Task brief: How do the records below read from the line containing "of the tooth" through the end when "sample" is changed to "example" and everything else stays the same?

Provided data:

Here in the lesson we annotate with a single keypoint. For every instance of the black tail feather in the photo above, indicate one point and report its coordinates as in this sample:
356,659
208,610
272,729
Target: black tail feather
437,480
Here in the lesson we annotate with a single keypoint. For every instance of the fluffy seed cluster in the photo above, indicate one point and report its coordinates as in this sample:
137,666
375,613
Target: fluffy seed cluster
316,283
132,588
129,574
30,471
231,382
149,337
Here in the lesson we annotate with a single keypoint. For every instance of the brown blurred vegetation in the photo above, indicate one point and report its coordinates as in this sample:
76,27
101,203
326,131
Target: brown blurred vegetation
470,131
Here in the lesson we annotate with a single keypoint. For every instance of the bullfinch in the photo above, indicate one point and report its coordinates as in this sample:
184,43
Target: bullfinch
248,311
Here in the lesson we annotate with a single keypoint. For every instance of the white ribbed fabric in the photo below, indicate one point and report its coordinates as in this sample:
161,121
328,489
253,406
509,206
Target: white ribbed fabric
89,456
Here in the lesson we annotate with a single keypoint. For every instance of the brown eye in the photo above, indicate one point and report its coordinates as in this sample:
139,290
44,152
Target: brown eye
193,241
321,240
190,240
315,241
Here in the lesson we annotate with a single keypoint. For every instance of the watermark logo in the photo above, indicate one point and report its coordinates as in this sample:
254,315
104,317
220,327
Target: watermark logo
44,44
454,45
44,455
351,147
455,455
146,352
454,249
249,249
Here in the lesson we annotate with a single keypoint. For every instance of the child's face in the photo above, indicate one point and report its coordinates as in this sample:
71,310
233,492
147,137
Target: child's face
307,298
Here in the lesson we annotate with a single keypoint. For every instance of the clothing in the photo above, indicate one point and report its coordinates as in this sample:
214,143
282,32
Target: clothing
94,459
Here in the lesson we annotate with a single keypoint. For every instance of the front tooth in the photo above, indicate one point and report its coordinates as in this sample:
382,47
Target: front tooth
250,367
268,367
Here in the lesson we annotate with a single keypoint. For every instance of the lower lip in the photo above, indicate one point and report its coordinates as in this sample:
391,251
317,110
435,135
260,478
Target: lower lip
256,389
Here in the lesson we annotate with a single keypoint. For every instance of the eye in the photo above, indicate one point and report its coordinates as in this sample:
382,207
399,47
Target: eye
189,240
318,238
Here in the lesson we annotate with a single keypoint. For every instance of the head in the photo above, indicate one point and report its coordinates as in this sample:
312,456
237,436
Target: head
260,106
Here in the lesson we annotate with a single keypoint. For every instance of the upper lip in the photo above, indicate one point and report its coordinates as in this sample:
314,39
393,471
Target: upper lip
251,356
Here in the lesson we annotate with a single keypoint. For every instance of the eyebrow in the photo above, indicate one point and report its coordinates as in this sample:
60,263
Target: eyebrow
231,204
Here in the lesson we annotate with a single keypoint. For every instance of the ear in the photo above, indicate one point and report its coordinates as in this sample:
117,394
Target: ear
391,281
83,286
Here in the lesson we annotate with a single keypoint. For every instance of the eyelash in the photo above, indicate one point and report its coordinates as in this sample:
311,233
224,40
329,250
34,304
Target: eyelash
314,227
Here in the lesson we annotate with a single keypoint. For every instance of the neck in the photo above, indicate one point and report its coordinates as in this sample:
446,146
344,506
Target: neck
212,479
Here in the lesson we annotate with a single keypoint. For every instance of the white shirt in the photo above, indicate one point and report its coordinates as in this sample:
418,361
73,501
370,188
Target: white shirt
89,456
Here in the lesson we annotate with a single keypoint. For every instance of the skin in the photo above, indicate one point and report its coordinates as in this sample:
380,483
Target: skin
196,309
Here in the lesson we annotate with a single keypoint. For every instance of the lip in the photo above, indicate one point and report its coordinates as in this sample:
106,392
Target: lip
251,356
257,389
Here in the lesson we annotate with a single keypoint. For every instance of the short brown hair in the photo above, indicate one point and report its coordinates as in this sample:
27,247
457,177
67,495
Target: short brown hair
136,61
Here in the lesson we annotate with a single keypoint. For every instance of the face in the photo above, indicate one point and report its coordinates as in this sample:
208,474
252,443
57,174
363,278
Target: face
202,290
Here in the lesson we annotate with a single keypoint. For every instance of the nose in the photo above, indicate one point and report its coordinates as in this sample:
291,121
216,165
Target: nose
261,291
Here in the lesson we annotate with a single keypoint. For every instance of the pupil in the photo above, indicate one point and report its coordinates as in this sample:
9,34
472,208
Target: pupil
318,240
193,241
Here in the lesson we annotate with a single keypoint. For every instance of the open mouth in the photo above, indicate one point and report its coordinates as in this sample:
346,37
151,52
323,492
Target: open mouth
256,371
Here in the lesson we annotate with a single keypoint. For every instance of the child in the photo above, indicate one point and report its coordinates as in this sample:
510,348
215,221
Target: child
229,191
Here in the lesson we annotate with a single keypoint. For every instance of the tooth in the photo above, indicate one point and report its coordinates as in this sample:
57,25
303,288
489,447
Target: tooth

Exercise output:
Here in the lesson we annotate with a single keypoint. For every instance of the tooth in the photo above, indicate one point and report its coordinates as in this example:
57,25
303,288
489,447
Target: tooth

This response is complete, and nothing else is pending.